**Selected excerpt:**
Augustus Henry Eugene de Romestin

General information

Date of birth:  9 May 1830        Place of birth:  Paris, France

Father: Pierre Jean Francois Auguste De Romestin, Count de Romestin, of Paris   Mother: Frances Ellen Boyle, youngest daughter of Henry Boyle Deane, of Caversham, Berkshire

Spouse(s): (Caroline Marie) Josephine Lehmann    Date(s) of marriage:  29 June 1861     Place(s) of marriage:   British Legation, Dresden, Saxony

Occupation: Clergyman (Anglican, Catholic)

Lifestory: Though born in Paris, the only son of Augustus de Romestin, (Augustus) Henry (Eugene) de Romestin was baptised in 1831 at Mottisfont, Hampshire. He attended Winchester College from 1843, from which he entered St John’s College, Oxford, BA 1852, MA 1854; in 1851 he was elected a member of the Committee of the University’s Architectural Society. He was ordained Deacon in 1853, and Priest (both Oxford) in 1854. In 1853 he was appointed Curate of Mells, Somerset, and subsequently Curate of St Thomas the Martyr, Oxford, which he left in 1855.

He went to live in Brighton, and in the following year was reportedly received into the Catholic Church, though was said to have been offered a dispensation whereby he could conceal this and continue to officiate within the Church of England for another year (he was said to have officiated at St Paul’s and at the Cemetery in Brighton); this became part of a Brighton Tractarian scandal in 1856-7 in which de Romestin published a “pro-Pope” hymn-book. In 1861 he married Josephine in Saxony; their two children were born in Prussia and Saxony in 1862 and 1863. He then became Chaplain at Freiburg 1863-5, Chaplain at Baden Baden 1865-8 and first Incumbent of the English Church there in 1868.

The acrimony over his supposed conversion was presumably resolved as he returned to England as Perpetual Curate of Woodland, Dorset 1868-9. About 1869 he moved to Berkeley Hall, Pittville Circus Road, as a Priest “without  cure of souls”, who took in pupils as Headmaster of Berkeley Hall school; he and his family remained in Pittville until about 1873, when he was appointed Vicar of Freeland, Eynsham 1874-85 (he was also Rural Dean of Woodstock 1879-85), and subsequently of Stoney Stratford, Buckinghamshire in 1885.

**Raw records:**

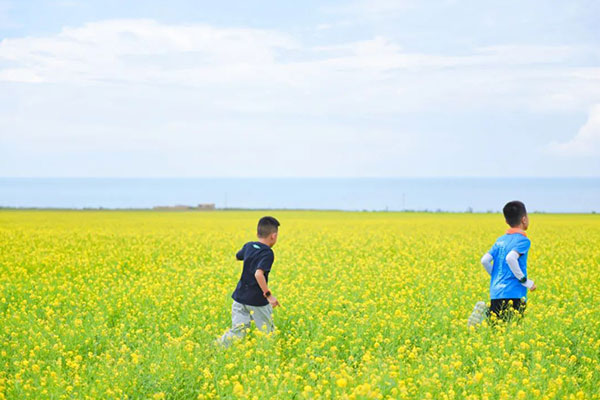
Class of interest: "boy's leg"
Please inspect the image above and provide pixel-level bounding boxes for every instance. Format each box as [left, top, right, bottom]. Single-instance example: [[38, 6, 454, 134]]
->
[[219, 300, 252, 344], [489, 299, 526, 321], [248, 304, 275, 333]]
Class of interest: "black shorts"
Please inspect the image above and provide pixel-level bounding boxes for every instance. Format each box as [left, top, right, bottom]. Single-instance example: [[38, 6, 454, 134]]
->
[[488, 299, 527, 320]]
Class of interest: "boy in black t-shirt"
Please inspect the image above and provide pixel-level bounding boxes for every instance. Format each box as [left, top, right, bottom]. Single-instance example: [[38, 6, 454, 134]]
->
[[219, 217, 279, 345]]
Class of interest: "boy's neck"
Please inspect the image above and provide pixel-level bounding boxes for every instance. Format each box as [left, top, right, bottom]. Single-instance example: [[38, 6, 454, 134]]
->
[[506, 225, 527, 236], [258, 238, 271, 247]]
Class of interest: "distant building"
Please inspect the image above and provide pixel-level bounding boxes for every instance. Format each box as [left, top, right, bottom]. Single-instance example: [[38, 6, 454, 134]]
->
[[152, 203, 216, 211]]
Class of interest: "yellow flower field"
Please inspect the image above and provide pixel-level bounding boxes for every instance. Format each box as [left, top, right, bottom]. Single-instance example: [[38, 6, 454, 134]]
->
[[0, 211, 600, 399]]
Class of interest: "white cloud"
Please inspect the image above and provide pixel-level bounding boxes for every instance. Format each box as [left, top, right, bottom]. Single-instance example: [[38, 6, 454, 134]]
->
[[0, 19, 600, 176], [0, 20, 600, 114], [547, 104, 600, 157]]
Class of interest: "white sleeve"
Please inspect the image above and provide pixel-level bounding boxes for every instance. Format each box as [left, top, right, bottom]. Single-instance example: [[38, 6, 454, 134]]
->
[[506, 250, 533, 289], [481, 253, 494, 276]]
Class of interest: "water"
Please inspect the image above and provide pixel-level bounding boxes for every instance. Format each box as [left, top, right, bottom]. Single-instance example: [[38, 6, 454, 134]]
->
[[0, 178, 600, 213]]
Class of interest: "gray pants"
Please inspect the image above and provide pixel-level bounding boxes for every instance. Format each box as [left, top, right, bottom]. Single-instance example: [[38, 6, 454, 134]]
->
[[219, 300, 275, 345]]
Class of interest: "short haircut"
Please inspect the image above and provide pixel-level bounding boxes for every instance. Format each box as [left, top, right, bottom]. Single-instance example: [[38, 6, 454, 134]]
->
[[256, 217, 279, 238], [502, 200, 527, 227]]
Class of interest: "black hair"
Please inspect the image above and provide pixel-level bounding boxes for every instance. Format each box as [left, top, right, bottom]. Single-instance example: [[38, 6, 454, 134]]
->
[[256, 217, 279, 238], [502, 200, 527, 227]]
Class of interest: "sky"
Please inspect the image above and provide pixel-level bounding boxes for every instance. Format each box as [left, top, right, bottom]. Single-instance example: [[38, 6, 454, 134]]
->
[[0, 0, 600, 177]]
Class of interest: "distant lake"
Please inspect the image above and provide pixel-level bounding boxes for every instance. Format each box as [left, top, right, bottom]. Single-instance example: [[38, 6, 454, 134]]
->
[[0, 178, 600, 213]]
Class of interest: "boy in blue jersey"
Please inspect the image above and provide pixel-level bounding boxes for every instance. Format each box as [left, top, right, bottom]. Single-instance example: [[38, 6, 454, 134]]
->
[[219, 217, 279, 345], [481, 201, 536, 319]]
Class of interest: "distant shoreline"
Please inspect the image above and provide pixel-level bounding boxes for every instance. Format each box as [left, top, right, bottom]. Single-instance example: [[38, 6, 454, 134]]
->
[[0, 206, 600, 215]]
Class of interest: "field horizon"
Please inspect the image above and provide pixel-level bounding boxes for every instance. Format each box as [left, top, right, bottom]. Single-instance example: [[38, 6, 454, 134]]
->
[[0, 210, 600, 399]]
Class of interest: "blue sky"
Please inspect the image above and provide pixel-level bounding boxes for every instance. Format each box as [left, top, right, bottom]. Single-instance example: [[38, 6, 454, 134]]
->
[[0, 0, 600, 177]]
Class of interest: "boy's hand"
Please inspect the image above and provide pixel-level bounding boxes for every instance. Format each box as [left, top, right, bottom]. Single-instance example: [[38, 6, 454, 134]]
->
[[267, 295, 280, 308]]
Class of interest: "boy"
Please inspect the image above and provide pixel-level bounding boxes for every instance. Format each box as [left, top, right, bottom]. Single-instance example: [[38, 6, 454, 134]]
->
[[473, 201, 536, 319], [219, 217, 279, 345]]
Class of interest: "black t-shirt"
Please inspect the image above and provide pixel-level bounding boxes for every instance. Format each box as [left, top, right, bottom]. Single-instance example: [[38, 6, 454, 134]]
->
[[231, 242, 275, 306]]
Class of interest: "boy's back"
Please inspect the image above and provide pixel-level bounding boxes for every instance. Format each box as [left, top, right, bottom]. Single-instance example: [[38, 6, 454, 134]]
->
[[488, 229, 531, 299], [231, 242, 275, 306]]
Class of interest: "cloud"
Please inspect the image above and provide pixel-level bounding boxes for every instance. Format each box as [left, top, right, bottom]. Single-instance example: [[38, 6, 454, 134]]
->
[[547, 104, 600, 157], [0, 19, 600, 176]]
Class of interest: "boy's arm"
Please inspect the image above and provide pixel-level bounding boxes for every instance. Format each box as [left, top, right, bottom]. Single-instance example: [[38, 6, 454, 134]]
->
[[481, 253, 494, 276], [506, 250, 534, 289], [254, 269, 279, 307]]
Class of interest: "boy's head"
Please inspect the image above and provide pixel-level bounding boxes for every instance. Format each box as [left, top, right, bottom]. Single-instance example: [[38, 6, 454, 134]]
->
[[256, 217, 279, 247], [502, 200, 529, 231]]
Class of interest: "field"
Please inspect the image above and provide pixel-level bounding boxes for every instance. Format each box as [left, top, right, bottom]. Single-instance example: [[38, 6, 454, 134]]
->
[[0, 211, 600, 399]]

**Requirement:** Write out the passage of the de Romestin biography word for word, starting at "Augustus Henry Eugene" and ending at "Clergyman (Anglican, Catholic)". The material stands apart from the de Romestin biography and has no connection to it.

**Answer to the problem:**
Augustus Henry Eugene de Romestin

General information

Date of birth:  9 May 1830        Place of birth:  Paris, France

Father: Pierre Jean Francois Auguste De Romestin, Count de Romestin, of Paris   Mother: Frances Ellen Boyle, youngest daughter of Henry Boyle Deane, of Caversham, Berkshire

Spouse(s): (Caroline Marie) Josephine Lehmann    Date(s) of marriage:  29 June 1861     Place(s) of marriage:   British Legation, Dresden, Saxony

Occupation: Clergyman (Anglican, Catholic)